- PASSAGE PROVIDED
Harnessing ‘magnetic tongue’ technology
According to Steinsholm, the flavour depends on hydrolysis parameters as well as the residual raw material being used during production. In order to remove the ‘off’ flavours, one must understand the relationships that exist between taste and chemistry.
Steinsholm’s research therefore started with the development of different flavours, chemical composition and functional properties. “The flavour and nutritional value of a certain product are important factors in terms of consumer choice, while the functional properties, such as the ability to form and stabilise emulsions, can be important production factors when changing the texture of a product,” noted Norway’s Nofima.
The researcher evaluated the importance of enzymes, residual raw material and membrane filtration in relation to the end product, and used a ‘magnetic tongue’ (NMR spectroscopy) – a predictive tool that measures sensory descriptors of foods – to determine which chemical substances produce flavour.
Steinsholm then connected these substances with objective measurements made by the taste judges of Nofima’s sensory panel.

- AVAILABLE DATA
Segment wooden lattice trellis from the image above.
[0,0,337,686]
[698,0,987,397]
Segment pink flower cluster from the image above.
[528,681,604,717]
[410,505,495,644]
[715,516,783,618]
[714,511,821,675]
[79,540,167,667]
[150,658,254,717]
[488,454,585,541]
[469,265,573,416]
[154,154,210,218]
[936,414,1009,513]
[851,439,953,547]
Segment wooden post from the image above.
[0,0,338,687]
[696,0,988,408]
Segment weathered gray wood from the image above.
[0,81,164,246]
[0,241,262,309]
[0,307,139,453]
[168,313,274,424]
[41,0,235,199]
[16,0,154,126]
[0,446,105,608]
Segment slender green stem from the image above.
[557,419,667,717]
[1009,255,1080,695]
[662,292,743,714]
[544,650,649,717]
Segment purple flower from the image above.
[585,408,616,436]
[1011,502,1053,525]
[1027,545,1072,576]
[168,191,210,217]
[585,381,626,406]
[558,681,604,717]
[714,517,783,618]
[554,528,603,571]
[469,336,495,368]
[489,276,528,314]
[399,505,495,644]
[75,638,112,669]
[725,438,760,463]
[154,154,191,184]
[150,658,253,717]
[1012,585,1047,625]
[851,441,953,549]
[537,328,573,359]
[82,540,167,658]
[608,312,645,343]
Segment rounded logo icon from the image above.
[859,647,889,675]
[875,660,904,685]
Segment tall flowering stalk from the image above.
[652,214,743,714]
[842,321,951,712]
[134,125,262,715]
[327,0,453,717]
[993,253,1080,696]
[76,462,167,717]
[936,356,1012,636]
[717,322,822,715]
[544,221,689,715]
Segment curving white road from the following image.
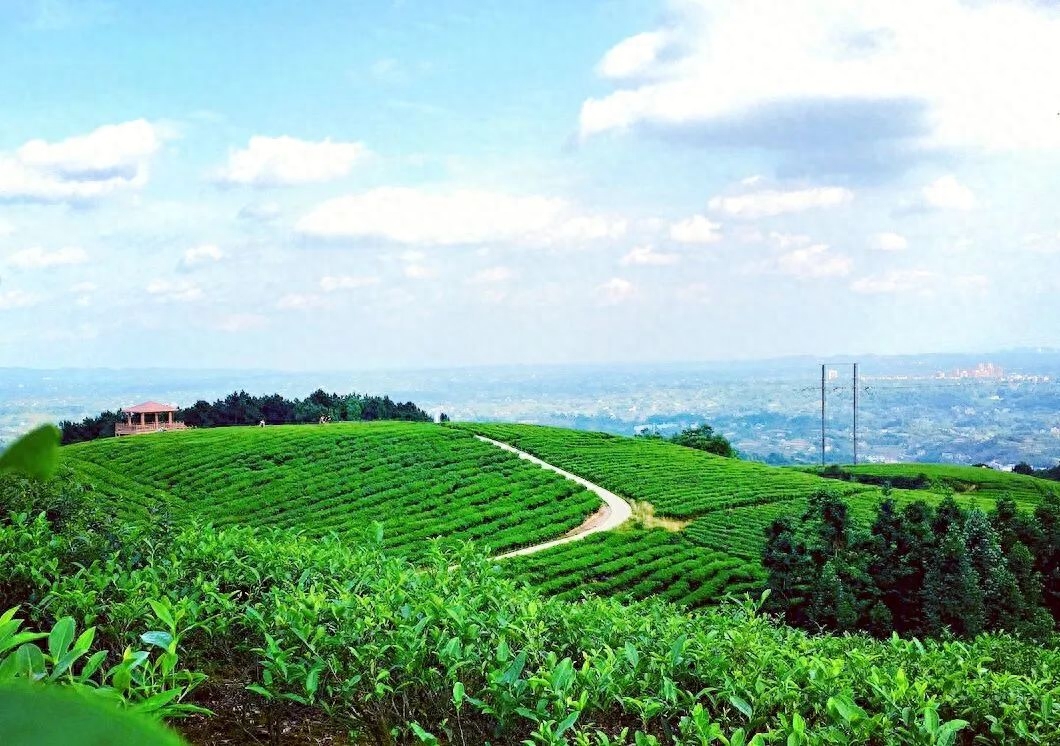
[475,436,633,560]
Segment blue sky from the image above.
[0,0,1060,369]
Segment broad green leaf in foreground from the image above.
[0,425,60,479]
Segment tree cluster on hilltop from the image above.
[59,389,432,444]
[637,424,736,458]
[762,492,1060,639]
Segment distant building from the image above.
[114,402,187,436]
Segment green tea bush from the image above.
[0,504,1060,744]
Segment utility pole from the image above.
[854,362,858,466]
[820,362,858,466]
[820,363,826,466]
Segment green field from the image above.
[63,423,600,555]
[63,423,1060,606]
[8,423,1060,746]
[457,424,1060,584]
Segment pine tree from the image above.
[922,531,985,637]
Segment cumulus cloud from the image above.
[670,215,722,244]
[580,0,1060,162]
[147,280,202,303]
[216,136,368,187]
[276,292,324,310]
[213,314,267,333]
[0,289,40,310]
[0,120,164,201]
[921,175,975,210]
[597,278,637,305]
[320,274,379,292]
[872,233,909,251]
[1023,233,1060,254]
[776,244,853,280]
[850,269,938,295]
[597,31,669,79]
[619,246,681,267]
[297,187,625,246]
[180,244,225,269]
[707,187,854,218]
[7,246,88,269]
[235,202,281,223]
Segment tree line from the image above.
[637,424,737,459]
[762,492,1060,639]
[59,389,432,444]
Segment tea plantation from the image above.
[0,423,1060,746]
[63,423,600,556]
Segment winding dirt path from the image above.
[475,436,633,560]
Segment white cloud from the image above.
[467,267,515,285]
[7,246,88,269]
[147,280,202,303]
[580,0,1060,148]
[1023,233,1060,254]
[214,314,267,333]
[872,233,909,251]
[0,120,164,201]
[216,136,368,185]
[555,215,626,242]
[70,282,98,307]
[850,269,938,295]
[320,274,379,292]
[597,278,637,305]
[619,246,681,267]
[707,187,854,218]
[235,202,282,223]
[276,292,324,310]
[297,187,626,246]
[951,274,990,292]
[597,31,668,78]
[921,176,975,210]
[180,244,225,267]
[0,290,40,310]
[670,215,722,244]
[777,244,853,280]
[770,231,813,249]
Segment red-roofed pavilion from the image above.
[114,402,184,436]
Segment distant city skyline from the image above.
[0,0,1060,370]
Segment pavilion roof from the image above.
[122,402,177,414]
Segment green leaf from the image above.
[305,667,320,698]
[147,599,176,629]
[134,689,181,712]
[729,694,755,717]
[0,425,63,479]
[140,631,173,651]
[48,617,74,660]
[554,710,582,739]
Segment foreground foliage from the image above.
[0,495,1060,744]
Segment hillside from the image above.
[63,423,1060,606]
[457,423,1060,593]
[63,423,600,555]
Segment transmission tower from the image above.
[820,362,858,466]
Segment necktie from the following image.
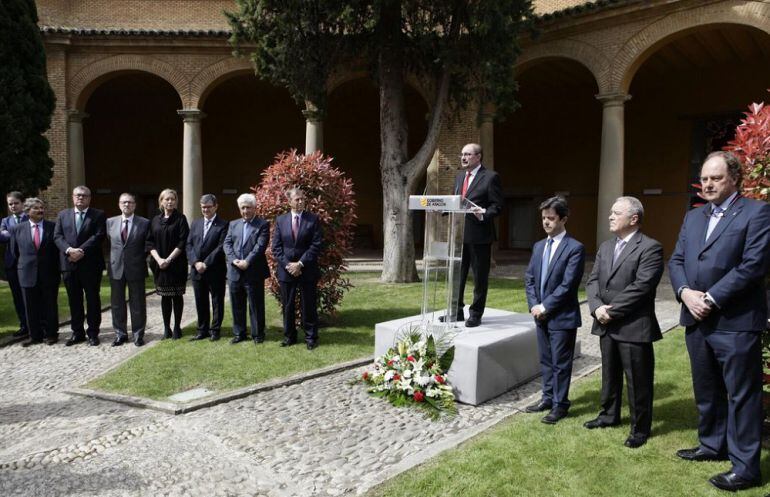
[706,203,724,240]
[75,211,84,233]
[540,238,553,301]
[612,239,626,267]
[461,171,471,198]
[291,216,299,241]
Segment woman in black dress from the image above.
[147,188,190,340]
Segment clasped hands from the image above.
[286,262,302,278]
[679,288,711,321]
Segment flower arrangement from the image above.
[359,332,457,419]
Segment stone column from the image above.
[596,93,631,249]
[302,102,324,155]
[67,110,88,191]
[177,109,206,223]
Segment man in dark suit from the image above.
[524,197,585,424]
[11,197,61,347]
[107,193,150,347]
[583,197,663,449]
[54,186,106,347]
[0,192,29,338]
[187,193,227,340]
[223,193,270,344]
[272,188,323,350]
[453,143,503,328]
[668,152,770,491]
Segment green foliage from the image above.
[226,0,534,114]
[0,0,55,195]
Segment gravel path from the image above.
[0,268,678,497]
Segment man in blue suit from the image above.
[11,198,61,347]
[272,188,323,350]
[187,193,227,341]
[524,196,585,424]
[669,152,770,491]
[54,186,107,347]
[223,193,270,344]
[0,192,29,338]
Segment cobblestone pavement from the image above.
[0,268,678,497]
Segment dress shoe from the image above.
[64,336,86,347]
[623,435,647,449]
[524,400,553,412]
[540,410,567,425]
[676,447,728,461]
[583,418,620,430]
[465,316,481,328]
[709,471,762,492]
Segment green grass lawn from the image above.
[366,329,770,497]
[0,275,155,338]
[88,273,544,399]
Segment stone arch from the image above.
[609,1,770,93]
[190,57,254,109]
[69,55,187,111]
[514,39,610,94]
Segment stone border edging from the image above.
[64,357,374,415]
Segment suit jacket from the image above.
[524,234,586,331]
[223,216,270,283]
[54,208,107,275]
[11,220,61,288]
[0,213,27,269]
[186,216,227,281]
[272,211,323,283]
[668,197,770,331]
[107,215,150,281]
[586,231,663,343]
[454,166,504,243]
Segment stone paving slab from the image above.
[0,268,678,497]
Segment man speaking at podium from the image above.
[454,143,503,328]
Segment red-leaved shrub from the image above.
[251,150,356,316]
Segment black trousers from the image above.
[281,281,318,343]
[599,335,655,437]
[5,266,28,330]
[192,274,225,336]
[457,243,492,318]
[110,277,147,341]
[64,270,102,338]
[230,280,265,338]
[21,279,59,340]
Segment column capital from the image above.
[67,109,91,123]
[596,93,631,107]
[176,109,206,123]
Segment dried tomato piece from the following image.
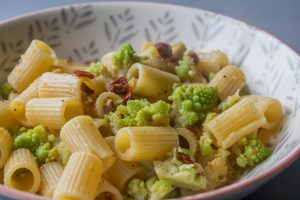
[103,99,116,114]
[190,52,200,65]
[73,70,95,79]
[155,42,172,60]
[80,83,94,96]
[177,152,194,164]
[108,77,131,96]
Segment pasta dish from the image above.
[0,40,283,200]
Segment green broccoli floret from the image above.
[0,82,14,100]
[127,178,148,200]
[218,92,241,112]
[236,137,271,167]
[13,125,56,165]
[106,99,170,128]
[146,176,175,200]
[170,84,218,126]
[199,135,213,156]
[154,148,207,191]
[113,44,139,68]
[175,55,197,81]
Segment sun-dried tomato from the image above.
[80,83,94,96]
[190,52,200,65]
[177,152,194,164]
[73,70,95,79]
[155,42,172,60]
[103,99,116,114]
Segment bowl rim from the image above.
[0,1,300,200]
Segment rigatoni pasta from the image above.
[0,127,13,169]
[205,99,267,148]
[127,63,180,100]
[115,127,179,161]
[0,40,284,200]
[7,40,56,92]
[208,65,246,100]
[39,162,64,197]
[38,72,82,100]
[9,78,39,126]
[25,97,83,129]
[53,152,103,200]
[4,149,41,193]
[60,116,115,171]
[0,100,17,128]
[104,136,145,192]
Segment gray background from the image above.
[0,0,300,200]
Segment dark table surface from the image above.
[0,0,300,200]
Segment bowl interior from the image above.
[0,2,300,198]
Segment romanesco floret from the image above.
[154,148,207,191]
[113,44,139,68]
[0,82,14,99]
[170,84,218,126]
[13,125,56,165]
[175,55,197,81]
[127,178,148,200]
[146,176,175,200]
[218,92,241,112]
[86,62,108,76]
[106,99,170,128]
[236,137,271,167]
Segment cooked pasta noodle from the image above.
[127,63,180,100]
[39,162,64,197]
[205,99,267,148]
[104,136,145,192]
[38,72,81,99]
[0,127,12,169]
[115,127,179,161]
[0,100,17,128]
[53,152,103,200]
[25,97,83,129]
[4,149,41,193]
[208,65,246,99]
[60,116,115,171]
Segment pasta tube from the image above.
[0,101,17,128]
[25,97,83,129]
[197,50,229,77]
[38,72,81,99]
[4,149,41,193]
[127,63,180,100]
[95,92,123,117]
[115,127,179,161]
[7,40,55,92]
[39,162,64,197]
[95,179,123,200]
[104,136,145,192]
[177,128,198,155]
[60,115,115,171]
[208,65,246,100]
[245,95,283,129]
[0,127,13,169]
[204,99,267,148]
[9,79,39,126]
[53,152,103,200]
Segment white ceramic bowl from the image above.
[0,2,300,200]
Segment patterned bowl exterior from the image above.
[0,2,300,199]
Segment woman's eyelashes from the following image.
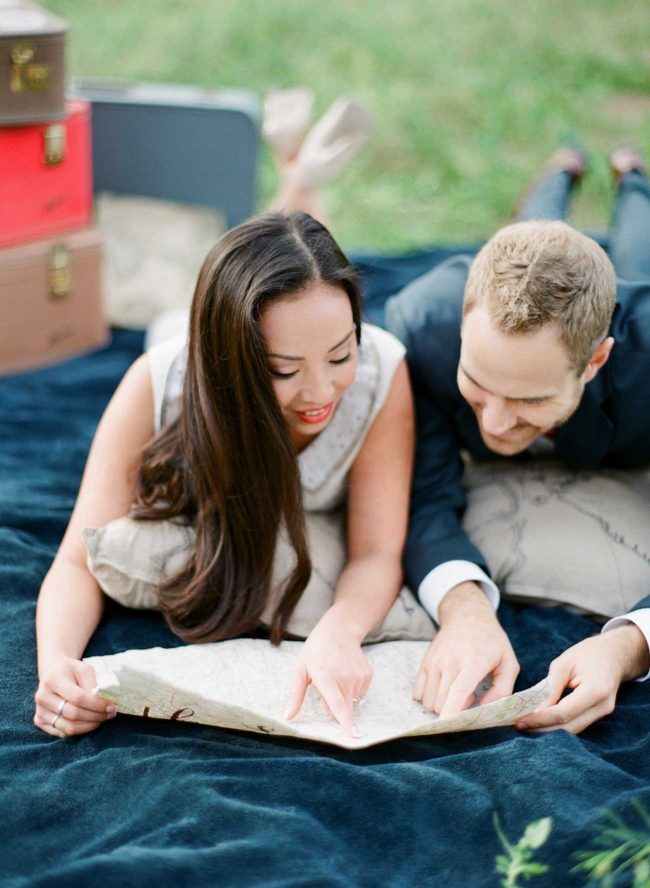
[269,352,352,379]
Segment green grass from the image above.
[44,0,650,251]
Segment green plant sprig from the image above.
[492,811,553,888]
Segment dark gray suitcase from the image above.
[70,79,261,227]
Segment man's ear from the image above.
[583,336,614,382]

- YOUR TASK
Retype the full passage on "magnetic tongue" technology word for word, from its heading to the last sentence.

- FINAL ANSWER
Harnessing ‘magnetic tongue’ technology
According to Steinsholm, the flavour depends on hydrolysis parameters as well as the residual raw material being used during production. In order to remove the ‘off’ flavours, one must understand the relationships that exist between taste and chemistry.
Steinsholm’s research therefore started with the development of different flavours, chemical composition and functional properties. “The flavour and nutritional value of a certain product are important factors in terms of consumer choice, while the functional properties, such as the ability to form and stabilise emulsions, can be important production factors when changing the texture of a product,” noted Norway’s Nofima.
The researcher evaluated the importance of enzymes, residual raw material and membrane filtration in relation to the end product, and used a ‘magnetic tongue’ (NMR spectroscopy) – a predictive tool that measures sensory descriptors of foods – to determine which chemical substances produce flavour.
Steinsholm then connected these substances with objective measurements made by the taste judges of Nofima’s sensory panel.